DATA PROVIDED:
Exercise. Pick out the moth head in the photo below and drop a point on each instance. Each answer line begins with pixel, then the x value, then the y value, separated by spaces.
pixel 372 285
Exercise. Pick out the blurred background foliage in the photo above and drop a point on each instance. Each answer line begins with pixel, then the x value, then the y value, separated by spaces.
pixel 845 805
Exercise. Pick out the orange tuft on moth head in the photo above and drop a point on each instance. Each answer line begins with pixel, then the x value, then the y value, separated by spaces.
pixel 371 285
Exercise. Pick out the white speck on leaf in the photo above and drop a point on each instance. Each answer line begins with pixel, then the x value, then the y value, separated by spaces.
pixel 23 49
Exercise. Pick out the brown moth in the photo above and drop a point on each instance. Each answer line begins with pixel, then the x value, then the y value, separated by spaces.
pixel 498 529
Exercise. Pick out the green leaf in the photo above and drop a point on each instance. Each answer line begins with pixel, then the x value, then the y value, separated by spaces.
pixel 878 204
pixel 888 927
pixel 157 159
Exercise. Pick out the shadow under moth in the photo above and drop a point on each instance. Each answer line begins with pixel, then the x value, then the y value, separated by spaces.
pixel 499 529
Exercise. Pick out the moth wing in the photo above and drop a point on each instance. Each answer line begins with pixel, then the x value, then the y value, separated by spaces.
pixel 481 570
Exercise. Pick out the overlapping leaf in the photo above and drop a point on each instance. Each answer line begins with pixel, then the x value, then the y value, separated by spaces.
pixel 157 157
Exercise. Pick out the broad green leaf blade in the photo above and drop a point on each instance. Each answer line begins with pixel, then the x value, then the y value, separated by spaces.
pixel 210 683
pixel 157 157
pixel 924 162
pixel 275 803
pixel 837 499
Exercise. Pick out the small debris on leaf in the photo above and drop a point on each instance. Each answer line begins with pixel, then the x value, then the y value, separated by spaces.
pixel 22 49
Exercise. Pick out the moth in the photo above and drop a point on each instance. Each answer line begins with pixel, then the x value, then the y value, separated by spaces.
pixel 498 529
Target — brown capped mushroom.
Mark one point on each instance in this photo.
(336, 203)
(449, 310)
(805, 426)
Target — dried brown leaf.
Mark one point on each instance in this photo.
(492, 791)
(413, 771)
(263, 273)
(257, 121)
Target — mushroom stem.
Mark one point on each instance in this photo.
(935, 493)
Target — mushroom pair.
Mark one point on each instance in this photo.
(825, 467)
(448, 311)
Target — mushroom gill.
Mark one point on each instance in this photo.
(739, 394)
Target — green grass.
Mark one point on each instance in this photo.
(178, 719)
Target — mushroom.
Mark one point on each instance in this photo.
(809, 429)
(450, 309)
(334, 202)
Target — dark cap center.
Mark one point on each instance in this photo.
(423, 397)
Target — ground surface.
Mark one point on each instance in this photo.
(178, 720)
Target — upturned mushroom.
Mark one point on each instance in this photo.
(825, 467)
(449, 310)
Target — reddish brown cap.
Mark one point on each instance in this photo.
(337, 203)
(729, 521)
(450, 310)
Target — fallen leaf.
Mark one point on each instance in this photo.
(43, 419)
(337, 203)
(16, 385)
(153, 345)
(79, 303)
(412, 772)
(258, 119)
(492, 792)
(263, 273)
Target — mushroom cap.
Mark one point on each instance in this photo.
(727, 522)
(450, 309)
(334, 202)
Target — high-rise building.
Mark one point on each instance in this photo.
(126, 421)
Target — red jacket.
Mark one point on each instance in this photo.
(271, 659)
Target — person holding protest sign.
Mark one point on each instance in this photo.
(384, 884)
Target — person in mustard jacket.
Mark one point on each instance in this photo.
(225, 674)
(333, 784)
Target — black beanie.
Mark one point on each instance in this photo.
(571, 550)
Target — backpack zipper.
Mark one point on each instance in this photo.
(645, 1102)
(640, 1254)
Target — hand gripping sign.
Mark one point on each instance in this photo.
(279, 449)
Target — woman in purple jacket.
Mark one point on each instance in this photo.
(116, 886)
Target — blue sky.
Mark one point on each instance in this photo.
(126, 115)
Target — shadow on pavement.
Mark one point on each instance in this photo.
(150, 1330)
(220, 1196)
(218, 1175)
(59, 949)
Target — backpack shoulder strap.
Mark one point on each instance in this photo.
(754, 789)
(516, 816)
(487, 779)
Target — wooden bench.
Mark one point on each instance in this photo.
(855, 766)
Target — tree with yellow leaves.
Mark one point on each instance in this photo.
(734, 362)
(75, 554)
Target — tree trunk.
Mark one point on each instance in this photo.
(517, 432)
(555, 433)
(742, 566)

THE TASK: Copy the records above exactly, starting at the line that contains "Target — tree with yellow leaves." and ending at the last line, and leave out all earlier lines.

WRITTEN SOLUTION:
Target — tree with yellow leaves.
Mark one point on each instance in this photo.
(734, 362)
(75, 554)
Target — tree trunk.
Mark one point on each instance in this photo.
(517, 432)
(555, 433)
(742, 566)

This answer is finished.